Sección de texto =
┏━━
El Corona no anda en campañas buscando adeptos, ni los adeptos son sus
enemigos: nos dice que todos debemos unirnos en familia y que somos, realmente,
una familia universal. Pero nunca haremos caso a su moraleja, a su narrativa, a
su fábula. Una vez termine la amenaza, la vida
seguirá normal.
–Y
nos cobrarán caro esta pérdida de tiempo.
┗━━
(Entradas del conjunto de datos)
┏━━
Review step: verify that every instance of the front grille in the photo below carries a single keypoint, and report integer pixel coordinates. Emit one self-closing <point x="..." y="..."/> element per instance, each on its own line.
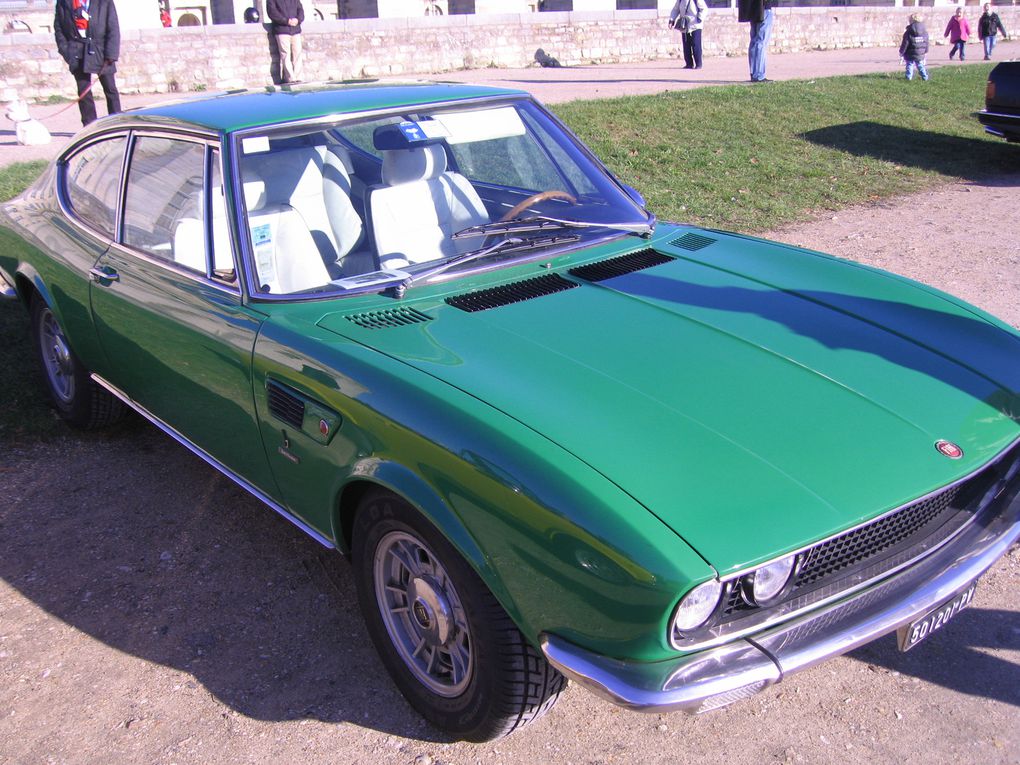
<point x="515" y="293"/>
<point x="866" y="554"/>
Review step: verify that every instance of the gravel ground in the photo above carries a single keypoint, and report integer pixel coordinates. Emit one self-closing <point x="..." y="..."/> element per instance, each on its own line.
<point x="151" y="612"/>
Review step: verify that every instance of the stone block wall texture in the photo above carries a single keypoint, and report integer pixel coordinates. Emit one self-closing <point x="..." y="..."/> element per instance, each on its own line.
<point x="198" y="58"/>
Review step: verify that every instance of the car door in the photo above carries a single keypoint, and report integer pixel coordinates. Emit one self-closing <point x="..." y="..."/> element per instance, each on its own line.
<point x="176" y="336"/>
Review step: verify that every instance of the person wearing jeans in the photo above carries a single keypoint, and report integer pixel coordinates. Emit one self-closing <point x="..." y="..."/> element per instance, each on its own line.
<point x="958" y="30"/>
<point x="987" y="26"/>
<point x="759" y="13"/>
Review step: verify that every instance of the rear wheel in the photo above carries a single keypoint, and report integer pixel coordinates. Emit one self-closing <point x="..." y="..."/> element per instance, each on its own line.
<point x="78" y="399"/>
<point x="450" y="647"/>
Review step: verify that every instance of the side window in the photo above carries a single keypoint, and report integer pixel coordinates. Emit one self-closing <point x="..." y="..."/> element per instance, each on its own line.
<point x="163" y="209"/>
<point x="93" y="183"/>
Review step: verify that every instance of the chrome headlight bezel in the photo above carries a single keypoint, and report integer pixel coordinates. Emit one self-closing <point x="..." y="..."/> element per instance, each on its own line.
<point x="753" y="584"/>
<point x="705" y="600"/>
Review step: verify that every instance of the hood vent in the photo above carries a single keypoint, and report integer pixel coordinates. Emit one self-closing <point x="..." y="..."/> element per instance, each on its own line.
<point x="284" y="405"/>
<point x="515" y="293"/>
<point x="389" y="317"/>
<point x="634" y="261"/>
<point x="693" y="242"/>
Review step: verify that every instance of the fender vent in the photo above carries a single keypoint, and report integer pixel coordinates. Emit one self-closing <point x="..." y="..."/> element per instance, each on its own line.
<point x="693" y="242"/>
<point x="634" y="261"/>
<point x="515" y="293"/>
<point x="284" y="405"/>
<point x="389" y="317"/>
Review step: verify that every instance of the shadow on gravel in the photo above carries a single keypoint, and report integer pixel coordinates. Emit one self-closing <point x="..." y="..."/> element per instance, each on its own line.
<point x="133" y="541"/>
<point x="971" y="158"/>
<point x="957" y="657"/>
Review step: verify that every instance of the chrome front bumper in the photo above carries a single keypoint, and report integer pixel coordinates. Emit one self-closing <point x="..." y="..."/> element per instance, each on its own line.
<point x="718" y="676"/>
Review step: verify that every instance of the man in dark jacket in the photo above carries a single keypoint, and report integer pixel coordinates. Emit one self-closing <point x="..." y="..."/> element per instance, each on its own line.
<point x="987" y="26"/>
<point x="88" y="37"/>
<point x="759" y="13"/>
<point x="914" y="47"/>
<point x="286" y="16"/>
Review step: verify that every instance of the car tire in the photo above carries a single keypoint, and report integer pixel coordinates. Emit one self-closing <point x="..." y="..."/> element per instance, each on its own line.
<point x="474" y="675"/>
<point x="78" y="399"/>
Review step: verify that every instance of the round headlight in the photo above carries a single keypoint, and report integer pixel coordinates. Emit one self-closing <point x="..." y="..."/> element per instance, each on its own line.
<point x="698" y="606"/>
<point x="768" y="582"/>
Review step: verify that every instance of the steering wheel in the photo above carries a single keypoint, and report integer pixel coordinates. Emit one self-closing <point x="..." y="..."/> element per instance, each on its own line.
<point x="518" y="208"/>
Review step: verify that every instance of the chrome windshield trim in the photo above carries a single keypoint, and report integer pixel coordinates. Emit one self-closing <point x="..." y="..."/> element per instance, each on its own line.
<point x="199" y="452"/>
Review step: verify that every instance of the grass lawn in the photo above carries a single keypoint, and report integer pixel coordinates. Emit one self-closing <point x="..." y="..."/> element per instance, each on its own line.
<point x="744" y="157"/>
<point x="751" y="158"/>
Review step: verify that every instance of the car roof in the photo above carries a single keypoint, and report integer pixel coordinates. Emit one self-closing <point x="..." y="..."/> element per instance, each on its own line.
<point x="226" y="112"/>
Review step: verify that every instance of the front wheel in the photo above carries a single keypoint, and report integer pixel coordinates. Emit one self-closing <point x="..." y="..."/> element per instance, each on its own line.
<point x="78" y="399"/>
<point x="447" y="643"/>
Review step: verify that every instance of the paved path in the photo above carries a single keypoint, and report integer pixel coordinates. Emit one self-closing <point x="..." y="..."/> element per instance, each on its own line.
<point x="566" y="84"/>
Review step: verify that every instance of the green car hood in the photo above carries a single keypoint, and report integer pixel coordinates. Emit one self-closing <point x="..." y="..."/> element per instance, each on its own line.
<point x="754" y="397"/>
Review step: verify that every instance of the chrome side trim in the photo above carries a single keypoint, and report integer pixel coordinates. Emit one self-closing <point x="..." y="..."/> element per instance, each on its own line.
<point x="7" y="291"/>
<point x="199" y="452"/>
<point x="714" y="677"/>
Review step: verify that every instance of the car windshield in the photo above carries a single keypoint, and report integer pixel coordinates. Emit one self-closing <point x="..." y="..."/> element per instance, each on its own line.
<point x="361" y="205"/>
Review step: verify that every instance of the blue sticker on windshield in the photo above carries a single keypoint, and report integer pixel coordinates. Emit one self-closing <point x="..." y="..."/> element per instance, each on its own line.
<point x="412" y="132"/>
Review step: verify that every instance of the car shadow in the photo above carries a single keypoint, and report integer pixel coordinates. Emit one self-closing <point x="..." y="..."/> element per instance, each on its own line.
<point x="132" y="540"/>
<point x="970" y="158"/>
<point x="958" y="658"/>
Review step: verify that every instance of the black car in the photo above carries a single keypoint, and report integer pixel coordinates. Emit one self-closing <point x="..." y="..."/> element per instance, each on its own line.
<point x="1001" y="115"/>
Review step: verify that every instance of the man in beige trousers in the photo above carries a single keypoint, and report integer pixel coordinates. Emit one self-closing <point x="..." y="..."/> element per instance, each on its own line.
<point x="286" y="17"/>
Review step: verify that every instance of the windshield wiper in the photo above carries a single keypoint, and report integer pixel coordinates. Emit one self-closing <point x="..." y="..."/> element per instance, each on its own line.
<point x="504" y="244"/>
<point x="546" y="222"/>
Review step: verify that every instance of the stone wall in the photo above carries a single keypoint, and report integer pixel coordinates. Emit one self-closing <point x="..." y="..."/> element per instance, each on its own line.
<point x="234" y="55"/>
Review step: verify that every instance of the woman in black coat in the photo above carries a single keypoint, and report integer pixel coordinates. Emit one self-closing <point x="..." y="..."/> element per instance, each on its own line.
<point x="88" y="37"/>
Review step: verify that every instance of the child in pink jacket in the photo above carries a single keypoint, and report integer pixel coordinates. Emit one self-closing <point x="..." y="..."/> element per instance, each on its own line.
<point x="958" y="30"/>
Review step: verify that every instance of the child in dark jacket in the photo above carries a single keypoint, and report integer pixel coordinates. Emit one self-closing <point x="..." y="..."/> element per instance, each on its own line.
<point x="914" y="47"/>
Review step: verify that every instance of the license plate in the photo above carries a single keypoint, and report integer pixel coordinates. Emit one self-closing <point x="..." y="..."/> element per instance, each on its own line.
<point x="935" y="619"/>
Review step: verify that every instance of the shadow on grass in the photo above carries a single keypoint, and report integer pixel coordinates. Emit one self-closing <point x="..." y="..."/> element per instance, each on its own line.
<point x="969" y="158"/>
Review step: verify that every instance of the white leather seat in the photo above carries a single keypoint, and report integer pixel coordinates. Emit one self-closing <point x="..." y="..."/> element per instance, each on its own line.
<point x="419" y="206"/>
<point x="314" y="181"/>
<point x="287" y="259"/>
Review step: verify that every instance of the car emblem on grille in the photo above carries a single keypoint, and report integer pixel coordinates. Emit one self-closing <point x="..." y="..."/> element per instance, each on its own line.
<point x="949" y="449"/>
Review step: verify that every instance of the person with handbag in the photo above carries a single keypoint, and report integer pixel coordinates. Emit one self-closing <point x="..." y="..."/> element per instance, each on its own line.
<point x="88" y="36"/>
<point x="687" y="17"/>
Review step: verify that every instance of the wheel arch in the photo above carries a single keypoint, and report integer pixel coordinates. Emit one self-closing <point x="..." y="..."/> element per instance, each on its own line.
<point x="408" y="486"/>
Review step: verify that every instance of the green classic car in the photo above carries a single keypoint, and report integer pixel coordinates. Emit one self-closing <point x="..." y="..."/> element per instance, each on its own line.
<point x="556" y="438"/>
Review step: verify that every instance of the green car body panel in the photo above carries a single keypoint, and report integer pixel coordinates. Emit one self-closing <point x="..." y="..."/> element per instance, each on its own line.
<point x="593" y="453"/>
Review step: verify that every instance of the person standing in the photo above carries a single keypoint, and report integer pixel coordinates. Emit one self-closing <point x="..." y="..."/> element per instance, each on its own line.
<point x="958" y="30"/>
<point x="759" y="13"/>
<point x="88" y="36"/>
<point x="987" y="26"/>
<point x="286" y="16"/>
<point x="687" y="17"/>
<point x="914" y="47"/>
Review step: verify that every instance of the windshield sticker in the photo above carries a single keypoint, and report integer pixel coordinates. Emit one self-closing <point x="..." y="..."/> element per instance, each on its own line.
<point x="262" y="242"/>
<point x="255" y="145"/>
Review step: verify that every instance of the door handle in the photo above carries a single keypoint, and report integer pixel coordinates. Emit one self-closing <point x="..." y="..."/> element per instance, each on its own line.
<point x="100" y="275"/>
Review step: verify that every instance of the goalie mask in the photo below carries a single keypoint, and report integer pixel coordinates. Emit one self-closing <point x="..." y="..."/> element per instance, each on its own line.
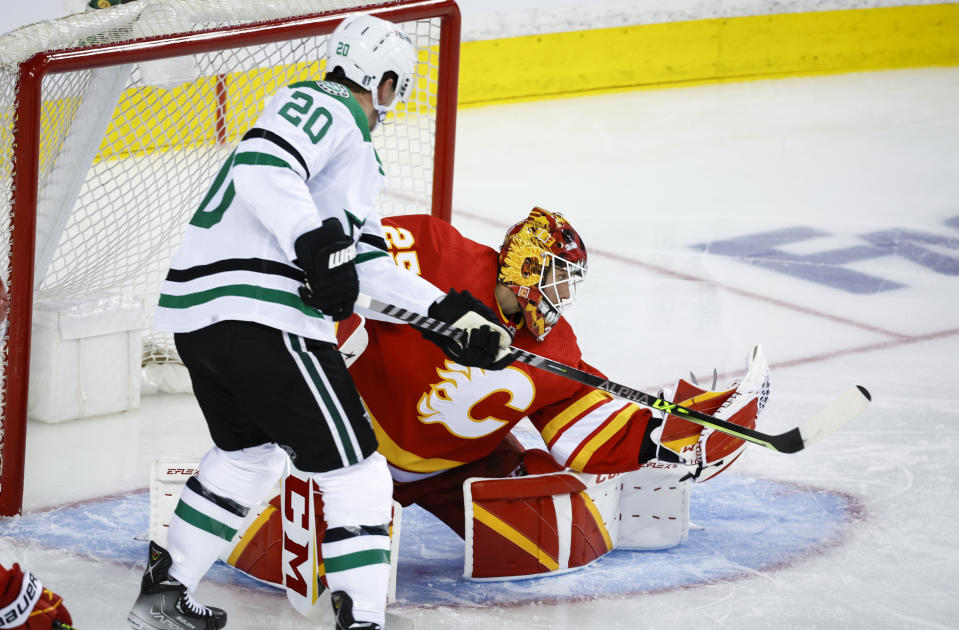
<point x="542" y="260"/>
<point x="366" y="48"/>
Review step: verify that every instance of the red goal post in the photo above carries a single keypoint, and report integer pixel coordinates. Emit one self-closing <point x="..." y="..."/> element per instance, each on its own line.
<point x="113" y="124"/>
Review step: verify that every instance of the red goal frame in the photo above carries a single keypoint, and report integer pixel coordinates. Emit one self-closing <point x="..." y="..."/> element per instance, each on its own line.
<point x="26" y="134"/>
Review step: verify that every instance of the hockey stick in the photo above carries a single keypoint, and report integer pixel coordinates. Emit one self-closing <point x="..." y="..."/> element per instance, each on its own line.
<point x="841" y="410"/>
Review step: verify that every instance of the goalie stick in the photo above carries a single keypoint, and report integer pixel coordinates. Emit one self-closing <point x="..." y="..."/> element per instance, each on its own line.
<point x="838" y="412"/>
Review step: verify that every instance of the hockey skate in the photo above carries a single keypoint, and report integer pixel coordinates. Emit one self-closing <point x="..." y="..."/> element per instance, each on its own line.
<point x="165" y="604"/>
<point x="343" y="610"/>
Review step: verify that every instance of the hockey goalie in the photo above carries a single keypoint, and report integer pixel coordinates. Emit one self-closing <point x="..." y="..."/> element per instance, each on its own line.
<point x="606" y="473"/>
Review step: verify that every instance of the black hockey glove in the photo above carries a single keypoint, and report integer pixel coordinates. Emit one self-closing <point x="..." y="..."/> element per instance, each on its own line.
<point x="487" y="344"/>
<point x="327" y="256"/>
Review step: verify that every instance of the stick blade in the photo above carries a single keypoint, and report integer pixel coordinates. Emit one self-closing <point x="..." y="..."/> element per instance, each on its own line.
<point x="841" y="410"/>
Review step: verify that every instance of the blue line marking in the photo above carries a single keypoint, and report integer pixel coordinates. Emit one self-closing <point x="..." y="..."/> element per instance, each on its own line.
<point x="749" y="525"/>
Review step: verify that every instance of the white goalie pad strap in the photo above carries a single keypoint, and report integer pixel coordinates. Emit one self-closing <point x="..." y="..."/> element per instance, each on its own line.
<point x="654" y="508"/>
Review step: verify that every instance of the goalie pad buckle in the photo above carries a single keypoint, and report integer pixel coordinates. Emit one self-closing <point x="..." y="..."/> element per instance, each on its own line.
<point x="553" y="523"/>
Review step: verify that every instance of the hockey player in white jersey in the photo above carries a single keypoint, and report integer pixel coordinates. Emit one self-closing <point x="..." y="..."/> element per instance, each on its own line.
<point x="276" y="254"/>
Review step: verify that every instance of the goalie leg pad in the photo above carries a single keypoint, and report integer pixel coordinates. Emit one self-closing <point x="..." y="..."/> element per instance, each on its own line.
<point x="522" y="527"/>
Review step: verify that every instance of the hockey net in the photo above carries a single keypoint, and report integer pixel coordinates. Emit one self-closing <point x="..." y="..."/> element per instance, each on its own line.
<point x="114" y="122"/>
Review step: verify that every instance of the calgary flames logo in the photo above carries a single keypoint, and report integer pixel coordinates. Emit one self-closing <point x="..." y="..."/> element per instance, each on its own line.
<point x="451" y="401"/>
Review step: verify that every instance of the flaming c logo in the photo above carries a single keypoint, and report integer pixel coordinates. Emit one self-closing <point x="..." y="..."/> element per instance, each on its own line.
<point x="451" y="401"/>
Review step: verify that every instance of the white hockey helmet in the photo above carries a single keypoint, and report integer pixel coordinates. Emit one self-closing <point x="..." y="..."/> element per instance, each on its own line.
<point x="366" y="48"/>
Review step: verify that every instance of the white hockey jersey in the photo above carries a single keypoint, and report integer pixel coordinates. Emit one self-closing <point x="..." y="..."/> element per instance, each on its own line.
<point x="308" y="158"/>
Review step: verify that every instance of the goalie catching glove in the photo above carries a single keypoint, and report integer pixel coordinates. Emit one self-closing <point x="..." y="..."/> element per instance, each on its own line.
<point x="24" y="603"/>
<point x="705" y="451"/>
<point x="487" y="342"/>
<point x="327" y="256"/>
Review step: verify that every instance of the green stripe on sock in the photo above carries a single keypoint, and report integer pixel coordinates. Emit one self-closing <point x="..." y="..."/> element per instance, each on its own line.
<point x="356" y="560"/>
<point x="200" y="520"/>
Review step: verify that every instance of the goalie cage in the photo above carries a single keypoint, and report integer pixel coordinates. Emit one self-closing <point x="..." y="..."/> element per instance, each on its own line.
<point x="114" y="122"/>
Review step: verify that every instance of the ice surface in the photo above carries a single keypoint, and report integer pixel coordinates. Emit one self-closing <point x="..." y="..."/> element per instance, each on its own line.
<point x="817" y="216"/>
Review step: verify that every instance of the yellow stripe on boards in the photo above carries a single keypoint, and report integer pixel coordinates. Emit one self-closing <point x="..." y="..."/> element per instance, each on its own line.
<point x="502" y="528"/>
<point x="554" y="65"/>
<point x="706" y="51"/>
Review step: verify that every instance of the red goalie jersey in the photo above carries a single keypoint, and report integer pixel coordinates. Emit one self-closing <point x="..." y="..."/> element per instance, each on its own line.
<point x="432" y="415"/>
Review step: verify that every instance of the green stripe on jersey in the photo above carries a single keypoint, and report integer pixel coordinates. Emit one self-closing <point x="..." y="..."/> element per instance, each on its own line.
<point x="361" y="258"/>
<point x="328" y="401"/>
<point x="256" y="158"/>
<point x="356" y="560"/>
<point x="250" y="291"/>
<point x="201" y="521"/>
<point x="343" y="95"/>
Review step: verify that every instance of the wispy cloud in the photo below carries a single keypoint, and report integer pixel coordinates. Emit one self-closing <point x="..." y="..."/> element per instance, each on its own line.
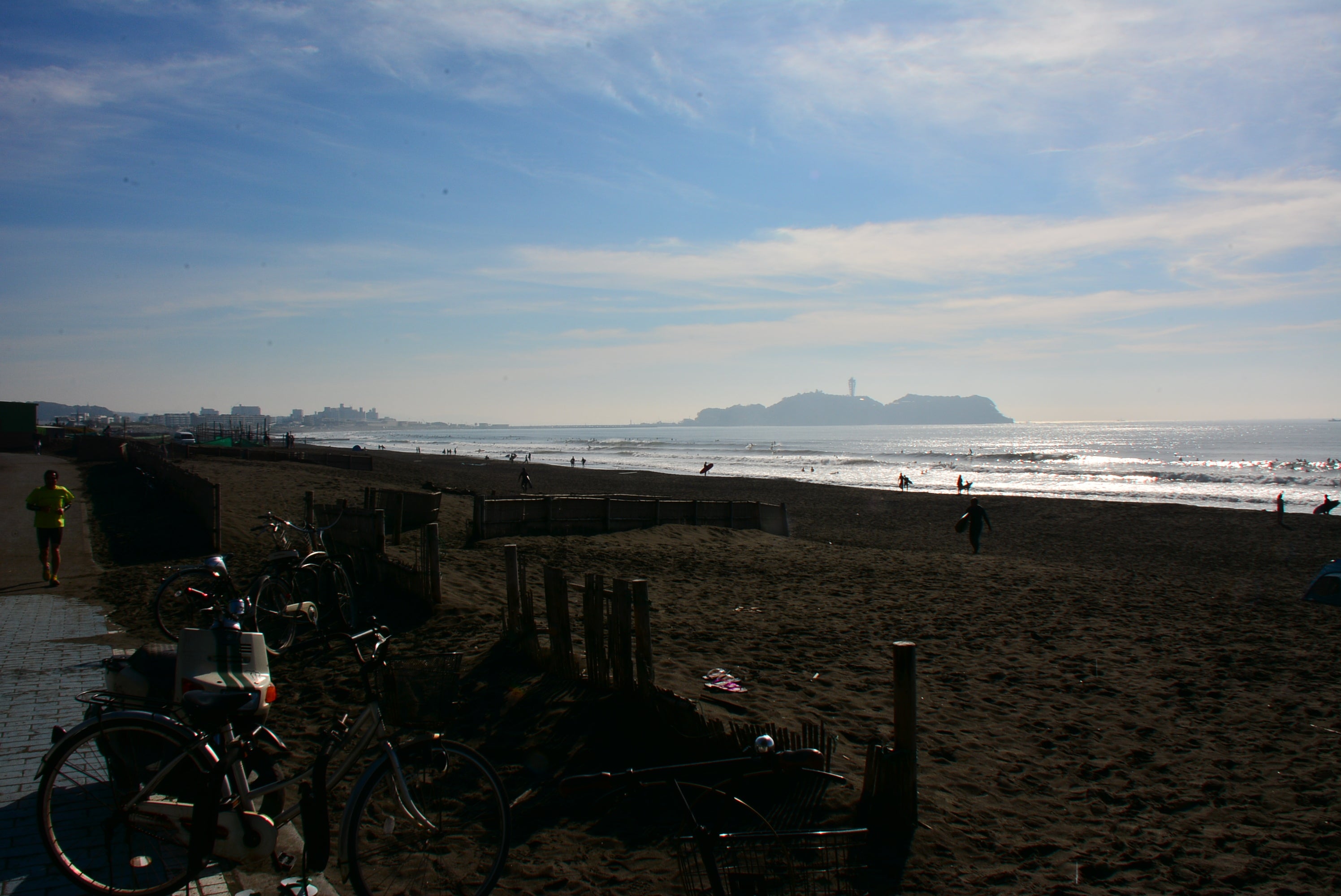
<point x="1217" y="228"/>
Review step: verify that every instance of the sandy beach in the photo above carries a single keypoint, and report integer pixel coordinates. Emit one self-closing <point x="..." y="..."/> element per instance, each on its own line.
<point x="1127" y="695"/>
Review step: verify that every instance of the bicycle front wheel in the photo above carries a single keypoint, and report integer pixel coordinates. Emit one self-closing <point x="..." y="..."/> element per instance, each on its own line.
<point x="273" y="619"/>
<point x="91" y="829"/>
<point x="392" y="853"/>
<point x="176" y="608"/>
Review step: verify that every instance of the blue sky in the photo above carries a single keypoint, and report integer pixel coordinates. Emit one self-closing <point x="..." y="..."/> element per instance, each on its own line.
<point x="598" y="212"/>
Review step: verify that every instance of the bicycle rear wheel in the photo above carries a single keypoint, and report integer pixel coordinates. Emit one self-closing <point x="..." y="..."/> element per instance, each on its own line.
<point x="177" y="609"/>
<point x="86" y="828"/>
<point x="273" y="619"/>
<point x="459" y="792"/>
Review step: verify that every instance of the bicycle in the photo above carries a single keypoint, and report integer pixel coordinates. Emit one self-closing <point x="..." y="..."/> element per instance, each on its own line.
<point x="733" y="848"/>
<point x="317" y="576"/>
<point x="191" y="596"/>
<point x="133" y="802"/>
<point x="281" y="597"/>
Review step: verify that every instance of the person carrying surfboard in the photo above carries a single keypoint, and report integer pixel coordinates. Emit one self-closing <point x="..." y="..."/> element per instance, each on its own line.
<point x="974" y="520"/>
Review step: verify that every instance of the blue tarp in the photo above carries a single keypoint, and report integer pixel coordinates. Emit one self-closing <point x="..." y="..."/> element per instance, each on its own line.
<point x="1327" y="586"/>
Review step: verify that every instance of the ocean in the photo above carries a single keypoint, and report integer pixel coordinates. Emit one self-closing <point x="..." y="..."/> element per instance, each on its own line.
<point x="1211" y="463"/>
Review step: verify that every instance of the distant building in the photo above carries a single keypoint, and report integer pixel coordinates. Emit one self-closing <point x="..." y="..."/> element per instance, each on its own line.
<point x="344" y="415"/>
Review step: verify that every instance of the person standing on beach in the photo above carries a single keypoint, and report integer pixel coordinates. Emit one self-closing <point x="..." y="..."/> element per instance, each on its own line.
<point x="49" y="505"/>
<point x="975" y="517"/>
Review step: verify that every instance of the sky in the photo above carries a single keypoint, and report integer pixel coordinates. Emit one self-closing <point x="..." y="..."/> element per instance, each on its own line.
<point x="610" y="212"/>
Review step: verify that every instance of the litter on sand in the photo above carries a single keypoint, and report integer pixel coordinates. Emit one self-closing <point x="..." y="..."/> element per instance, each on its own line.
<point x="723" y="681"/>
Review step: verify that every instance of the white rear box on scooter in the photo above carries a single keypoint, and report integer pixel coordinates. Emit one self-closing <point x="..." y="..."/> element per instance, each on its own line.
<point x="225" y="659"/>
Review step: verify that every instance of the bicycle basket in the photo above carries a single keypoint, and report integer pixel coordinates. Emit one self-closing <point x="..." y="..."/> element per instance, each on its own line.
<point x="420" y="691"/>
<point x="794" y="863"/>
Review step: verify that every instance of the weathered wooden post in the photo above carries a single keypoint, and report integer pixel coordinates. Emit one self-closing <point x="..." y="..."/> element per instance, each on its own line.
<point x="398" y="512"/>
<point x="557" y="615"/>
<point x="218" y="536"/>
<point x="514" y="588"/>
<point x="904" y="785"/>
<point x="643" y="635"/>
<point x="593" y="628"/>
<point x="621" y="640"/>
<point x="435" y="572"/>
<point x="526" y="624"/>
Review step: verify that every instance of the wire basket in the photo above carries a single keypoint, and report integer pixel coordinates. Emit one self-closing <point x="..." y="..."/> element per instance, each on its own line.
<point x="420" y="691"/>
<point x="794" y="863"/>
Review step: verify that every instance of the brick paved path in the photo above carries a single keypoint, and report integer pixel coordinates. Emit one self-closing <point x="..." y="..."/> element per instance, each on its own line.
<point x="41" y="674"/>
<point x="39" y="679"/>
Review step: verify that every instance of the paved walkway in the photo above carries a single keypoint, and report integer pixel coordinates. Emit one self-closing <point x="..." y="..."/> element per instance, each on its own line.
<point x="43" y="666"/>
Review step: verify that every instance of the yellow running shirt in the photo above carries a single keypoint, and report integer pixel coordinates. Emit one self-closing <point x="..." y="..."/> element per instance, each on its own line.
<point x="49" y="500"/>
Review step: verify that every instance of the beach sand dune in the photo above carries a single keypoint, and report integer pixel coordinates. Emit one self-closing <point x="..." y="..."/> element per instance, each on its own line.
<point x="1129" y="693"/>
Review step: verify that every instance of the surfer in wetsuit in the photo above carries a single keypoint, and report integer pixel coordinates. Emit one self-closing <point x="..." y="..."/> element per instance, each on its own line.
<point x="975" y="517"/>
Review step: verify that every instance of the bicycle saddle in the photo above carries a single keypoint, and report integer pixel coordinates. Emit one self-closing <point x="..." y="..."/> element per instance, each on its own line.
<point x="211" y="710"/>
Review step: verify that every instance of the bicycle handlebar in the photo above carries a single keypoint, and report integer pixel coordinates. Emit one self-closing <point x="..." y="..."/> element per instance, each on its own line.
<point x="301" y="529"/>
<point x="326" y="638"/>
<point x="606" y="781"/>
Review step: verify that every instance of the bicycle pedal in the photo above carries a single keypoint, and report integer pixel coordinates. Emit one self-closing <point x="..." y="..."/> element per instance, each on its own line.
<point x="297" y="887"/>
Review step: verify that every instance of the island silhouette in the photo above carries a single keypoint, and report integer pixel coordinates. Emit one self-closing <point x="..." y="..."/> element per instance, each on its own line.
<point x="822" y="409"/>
┗━━
Consigna =
Extraiga la sección de texto completa y reprodúzcala sin ninguna modificación. Las entradas no desempeñan ningún papel en lo que se solicita.

Respuesta esperada =
El Corona no anda en campañas buscando adeptos, ni los adeptos son sus
enemigos: nos dice que todos debemos unirnos en familia y que somos, realmente,
una familia universal. Pero nunca haremos caso a su moraleja, a su narrativa, a
su fábula. Una vez termine la amenaza, la vida
seguirá normal.
–Y
nos cobrarán caro esta pérdida de tiempo.